• _WHAT YOU HAVE TO DO_
Give as output the line that contains "Target: glass entry door", followed by every remaining line of the entries, unchanged and with nothing added.

[Saved entries]
begin
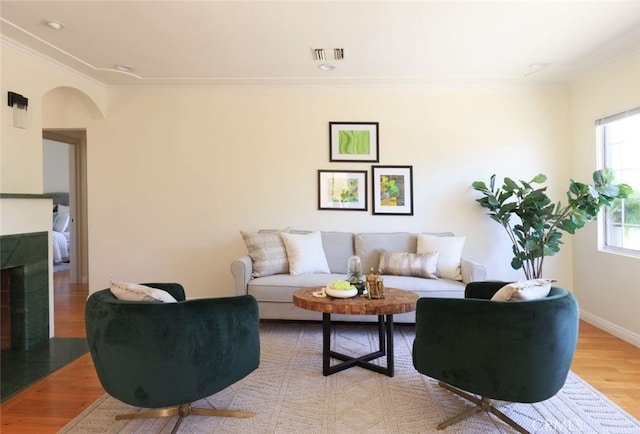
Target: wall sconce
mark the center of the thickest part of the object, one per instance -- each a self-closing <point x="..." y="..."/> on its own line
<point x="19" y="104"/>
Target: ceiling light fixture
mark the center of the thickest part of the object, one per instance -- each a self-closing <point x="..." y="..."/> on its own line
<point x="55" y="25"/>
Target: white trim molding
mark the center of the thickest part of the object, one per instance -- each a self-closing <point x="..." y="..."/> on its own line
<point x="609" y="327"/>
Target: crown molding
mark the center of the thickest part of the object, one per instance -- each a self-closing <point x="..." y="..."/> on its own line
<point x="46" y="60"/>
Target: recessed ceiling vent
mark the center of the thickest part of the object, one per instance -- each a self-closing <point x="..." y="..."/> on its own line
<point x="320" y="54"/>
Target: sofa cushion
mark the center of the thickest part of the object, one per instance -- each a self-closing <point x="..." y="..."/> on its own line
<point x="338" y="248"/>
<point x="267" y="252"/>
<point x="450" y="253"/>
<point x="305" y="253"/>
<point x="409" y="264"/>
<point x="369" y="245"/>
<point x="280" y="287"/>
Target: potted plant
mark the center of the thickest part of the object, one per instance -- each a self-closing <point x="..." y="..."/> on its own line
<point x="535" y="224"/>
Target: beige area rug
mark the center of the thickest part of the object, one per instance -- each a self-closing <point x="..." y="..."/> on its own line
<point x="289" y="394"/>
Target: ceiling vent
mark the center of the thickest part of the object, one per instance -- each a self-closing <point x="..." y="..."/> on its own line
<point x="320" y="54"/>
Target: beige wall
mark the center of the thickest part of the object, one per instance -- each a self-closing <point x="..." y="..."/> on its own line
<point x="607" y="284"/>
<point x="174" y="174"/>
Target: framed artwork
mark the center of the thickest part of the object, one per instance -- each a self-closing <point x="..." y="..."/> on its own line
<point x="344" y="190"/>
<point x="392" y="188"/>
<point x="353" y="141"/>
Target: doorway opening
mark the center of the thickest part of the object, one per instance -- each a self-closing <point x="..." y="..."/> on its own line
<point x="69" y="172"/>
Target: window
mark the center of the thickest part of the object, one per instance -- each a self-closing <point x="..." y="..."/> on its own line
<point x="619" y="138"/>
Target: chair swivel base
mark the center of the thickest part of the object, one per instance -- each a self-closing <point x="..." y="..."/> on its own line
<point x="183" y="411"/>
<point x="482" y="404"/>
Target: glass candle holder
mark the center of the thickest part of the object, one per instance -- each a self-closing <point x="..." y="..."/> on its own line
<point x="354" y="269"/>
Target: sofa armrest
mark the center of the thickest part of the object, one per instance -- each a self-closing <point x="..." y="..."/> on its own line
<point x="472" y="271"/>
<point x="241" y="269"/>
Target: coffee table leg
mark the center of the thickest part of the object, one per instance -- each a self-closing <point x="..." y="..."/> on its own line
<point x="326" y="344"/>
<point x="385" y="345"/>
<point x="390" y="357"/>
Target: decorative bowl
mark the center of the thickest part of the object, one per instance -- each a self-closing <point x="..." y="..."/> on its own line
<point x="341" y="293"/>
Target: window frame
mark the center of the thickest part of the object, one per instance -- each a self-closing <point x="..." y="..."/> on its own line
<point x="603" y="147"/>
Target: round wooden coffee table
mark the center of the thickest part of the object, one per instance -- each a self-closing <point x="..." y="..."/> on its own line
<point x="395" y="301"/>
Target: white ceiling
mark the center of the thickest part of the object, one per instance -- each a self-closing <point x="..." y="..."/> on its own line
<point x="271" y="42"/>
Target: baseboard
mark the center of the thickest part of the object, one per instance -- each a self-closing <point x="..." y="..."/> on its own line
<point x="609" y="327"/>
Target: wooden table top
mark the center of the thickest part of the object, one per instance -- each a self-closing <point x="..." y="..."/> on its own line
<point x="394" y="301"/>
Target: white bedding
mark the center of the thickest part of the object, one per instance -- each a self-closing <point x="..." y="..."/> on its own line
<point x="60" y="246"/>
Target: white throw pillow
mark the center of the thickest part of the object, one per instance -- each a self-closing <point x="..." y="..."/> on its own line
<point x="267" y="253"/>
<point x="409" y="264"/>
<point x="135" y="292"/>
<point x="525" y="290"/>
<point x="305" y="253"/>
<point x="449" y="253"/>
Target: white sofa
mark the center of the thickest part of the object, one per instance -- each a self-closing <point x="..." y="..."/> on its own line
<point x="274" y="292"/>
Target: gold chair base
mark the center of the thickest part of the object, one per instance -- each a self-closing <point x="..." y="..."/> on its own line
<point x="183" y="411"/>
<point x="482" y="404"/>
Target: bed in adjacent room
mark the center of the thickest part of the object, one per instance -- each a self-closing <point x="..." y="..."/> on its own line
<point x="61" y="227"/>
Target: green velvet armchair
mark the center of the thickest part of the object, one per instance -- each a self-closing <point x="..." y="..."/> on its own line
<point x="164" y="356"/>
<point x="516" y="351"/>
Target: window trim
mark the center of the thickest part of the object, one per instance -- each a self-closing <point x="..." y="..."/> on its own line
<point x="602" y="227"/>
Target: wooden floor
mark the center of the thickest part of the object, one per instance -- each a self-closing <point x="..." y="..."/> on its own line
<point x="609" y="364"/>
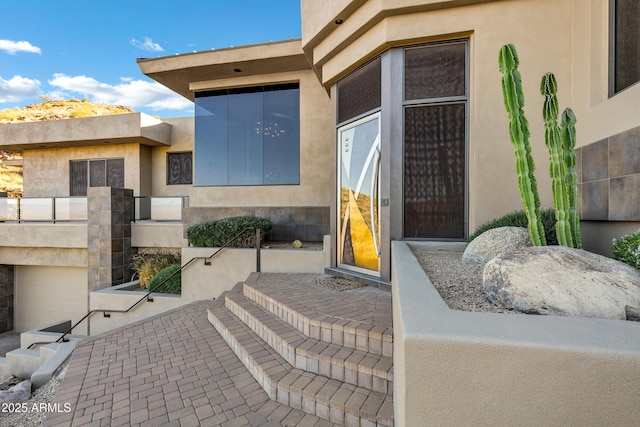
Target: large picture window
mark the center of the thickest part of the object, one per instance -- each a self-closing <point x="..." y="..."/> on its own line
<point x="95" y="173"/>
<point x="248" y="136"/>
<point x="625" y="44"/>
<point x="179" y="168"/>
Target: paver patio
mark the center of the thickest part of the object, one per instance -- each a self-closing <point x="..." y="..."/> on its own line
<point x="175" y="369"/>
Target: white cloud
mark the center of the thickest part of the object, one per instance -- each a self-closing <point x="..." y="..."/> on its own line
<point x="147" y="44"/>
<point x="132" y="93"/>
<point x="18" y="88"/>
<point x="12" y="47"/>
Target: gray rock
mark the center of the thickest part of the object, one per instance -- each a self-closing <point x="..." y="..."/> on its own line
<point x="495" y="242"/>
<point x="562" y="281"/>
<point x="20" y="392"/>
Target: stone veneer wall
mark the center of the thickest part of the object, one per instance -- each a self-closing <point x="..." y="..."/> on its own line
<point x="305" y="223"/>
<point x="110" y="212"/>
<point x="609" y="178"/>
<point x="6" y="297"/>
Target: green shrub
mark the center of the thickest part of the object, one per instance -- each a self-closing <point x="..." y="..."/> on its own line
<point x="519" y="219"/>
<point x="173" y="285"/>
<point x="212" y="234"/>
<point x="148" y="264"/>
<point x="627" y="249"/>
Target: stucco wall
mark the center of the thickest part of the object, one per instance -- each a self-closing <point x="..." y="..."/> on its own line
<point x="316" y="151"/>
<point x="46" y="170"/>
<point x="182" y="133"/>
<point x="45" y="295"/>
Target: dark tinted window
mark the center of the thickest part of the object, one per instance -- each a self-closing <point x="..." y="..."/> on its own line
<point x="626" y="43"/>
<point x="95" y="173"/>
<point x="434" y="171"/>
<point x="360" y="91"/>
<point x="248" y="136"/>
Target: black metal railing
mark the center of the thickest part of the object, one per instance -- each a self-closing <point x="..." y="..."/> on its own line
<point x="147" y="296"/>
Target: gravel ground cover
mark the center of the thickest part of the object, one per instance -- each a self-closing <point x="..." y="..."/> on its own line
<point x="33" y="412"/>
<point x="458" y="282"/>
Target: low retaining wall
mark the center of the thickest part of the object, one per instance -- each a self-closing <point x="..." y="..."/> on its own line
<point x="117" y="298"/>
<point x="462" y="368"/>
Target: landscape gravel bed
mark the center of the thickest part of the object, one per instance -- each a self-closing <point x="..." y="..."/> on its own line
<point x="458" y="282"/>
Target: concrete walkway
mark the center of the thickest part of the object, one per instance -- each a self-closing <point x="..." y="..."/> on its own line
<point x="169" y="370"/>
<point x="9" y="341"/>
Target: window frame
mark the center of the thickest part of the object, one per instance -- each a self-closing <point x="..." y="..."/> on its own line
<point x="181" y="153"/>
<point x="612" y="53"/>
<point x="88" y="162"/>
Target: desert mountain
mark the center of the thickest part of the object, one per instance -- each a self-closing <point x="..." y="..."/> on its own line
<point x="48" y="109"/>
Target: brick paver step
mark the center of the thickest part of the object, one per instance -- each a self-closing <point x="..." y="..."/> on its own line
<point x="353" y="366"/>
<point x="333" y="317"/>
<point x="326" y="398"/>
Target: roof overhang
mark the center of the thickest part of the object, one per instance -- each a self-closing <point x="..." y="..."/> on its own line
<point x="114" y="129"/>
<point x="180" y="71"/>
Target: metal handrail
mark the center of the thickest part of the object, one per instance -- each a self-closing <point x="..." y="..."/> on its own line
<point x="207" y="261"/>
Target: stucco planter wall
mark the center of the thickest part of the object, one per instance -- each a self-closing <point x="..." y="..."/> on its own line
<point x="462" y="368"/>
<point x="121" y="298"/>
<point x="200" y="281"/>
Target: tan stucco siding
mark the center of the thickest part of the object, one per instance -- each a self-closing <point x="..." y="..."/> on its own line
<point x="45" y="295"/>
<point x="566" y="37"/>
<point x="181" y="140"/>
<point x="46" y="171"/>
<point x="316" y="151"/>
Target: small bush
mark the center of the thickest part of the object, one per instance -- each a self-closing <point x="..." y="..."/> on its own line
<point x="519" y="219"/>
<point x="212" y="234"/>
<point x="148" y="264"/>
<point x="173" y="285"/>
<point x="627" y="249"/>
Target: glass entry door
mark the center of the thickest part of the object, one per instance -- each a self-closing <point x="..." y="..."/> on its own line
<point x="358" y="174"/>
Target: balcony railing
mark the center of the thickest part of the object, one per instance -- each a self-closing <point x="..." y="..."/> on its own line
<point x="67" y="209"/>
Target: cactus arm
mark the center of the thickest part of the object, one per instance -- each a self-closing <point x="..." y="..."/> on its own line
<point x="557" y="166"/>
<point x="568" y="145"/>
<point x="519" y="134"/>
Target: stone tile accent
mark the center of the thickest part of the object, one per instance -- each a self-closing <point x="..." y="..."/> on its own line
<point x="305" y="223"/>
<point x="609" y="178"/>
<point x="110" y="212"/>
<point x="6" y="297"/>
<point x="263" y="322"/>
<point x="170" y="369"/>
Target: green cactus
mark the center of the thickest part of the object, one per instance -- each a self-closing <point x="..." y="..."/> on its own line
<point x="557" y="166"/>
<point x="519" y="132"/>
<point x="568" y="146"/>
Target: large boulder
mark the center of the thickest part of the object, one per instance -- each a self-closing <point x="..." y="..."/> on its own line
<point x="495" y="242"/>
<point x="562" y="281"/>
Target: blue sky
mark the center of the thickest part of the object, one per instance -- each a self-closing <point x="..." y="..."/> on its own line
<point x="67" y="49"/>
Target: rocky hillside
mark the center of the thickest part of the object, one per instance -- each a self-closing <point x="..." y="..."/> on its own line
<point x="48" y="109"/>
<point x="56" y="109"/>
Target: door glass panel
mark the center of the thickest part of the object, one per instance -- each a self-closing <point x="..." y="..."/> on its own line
end
• _SOLUTION FOR THIS TASK_
Target: glass entry door
mark the center of the thickest part of the object, one per instance -- each a self-closing <point x="..." y="..."/> on its own line
<point x="358" y="174"/>
Target: balcony railing
mark the center of the thickest part of the object, one per instance -- each a self-closing <point x="..." y="..."/> on its own line
<point x="67" y="209"/>
Target: cactus arm
mark the center of the thickest part of the object, one per instance -- each a self-closing <point x="..." y="..."/> on its own line
<point x="557" y="166"/>
<point x="568" y="145"/>
<point x="519" y="134"/>
Target: stone tile accent
mark the center of the thickest part of the object, one per instance -- each a self-closing <point x="..." y="..."/> on its own line
<point x="305" y="223"/>
<point x="609" y="178"/>
<point x="110" y="212"/>
<point x="6" y="297"/>
<point x="263" y="322"/>
<point x="170" y="369"/>
Target: green cactus
mark the center of the thickest part of the object, one per instance -- each a self-closing <point x="..." y="..."/> on its own line
<point x="557" y="166"/>
<point x="519" y="132"/>
<point x="568" y="146"/>
Target: large boulder
mark the center of the thickest part of the object, one per instance -- each a self-closing <point x="..." y="..."/> on its own line
<point x="495" y="242"/>
<point x="562" y="281"/>
Target: blue sky
mark the center of the thickest part of the object, one per instance -- each a self-closing <point x="..." y="..."/> on its own line
<point x="67" y="49"/>
Target: rocky hillside
mark the center of the thickest part of the object, one per instance -- each a self-closing <point x="..." y="..."/> on its own line
<point x="48" y="109"/>
<point x="56" y="109"/>
Target: door glass panel
mark the center of the thickest part of the object, one per instance -- each a self-closing <point x="..." y="..."/> on its own line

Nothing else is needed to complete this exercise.